INFORMATION PROVIDED:
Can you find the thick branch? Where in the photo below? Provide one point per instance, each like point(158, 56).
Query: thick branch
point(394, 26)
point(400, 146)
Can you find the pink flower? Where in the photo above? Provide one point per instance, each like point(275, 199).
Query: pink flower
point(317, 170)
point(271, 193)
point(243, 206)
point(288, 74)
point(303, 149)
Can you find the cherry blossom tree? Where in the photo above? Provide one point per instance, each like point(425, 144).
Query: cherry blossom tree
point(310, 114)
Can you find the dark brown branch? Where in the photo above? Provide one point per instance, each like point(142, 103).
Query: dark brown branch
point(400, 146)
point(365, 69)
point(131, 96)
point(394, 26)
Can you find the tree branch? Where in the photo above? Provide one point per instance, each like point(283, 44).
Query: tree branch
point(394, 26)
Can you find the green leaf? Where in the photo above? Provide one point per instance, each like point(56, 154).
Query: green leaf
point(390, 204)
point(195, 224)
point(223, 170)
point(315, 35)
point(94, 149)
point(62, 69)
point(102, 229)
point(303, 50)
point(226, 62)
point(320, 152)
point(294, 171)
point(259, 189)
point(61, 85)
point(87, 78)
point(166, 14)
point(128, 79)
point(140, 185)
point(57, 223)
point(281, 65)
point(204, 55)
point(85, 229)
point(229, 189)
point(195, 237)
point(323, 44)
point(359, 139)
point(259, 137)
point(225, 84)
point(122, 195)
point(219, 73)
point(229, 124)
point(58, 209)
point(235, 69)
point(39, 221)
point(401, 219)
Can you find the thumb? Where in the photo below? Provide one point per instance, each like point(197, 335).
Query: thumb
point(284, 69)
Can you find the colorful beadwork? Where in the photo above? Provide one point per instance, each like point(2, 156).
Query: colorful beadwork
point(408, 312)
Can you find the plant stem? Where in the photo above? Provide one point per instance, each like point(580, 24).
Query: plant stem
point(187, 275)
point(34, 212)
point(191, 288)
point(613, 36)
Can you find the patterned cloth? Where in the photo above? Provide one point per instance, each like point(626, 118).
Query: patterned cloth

TASK GOAL: Extract, from the material above, each line holding the word "below".

RESPONSE AREA:
Can you find the thick branch? Where in the photo below? Provide one point per instance, each like point(158, 56).
Can you find the thumb? Where in the photo below? Provide one point per instance, each like point(197, 335).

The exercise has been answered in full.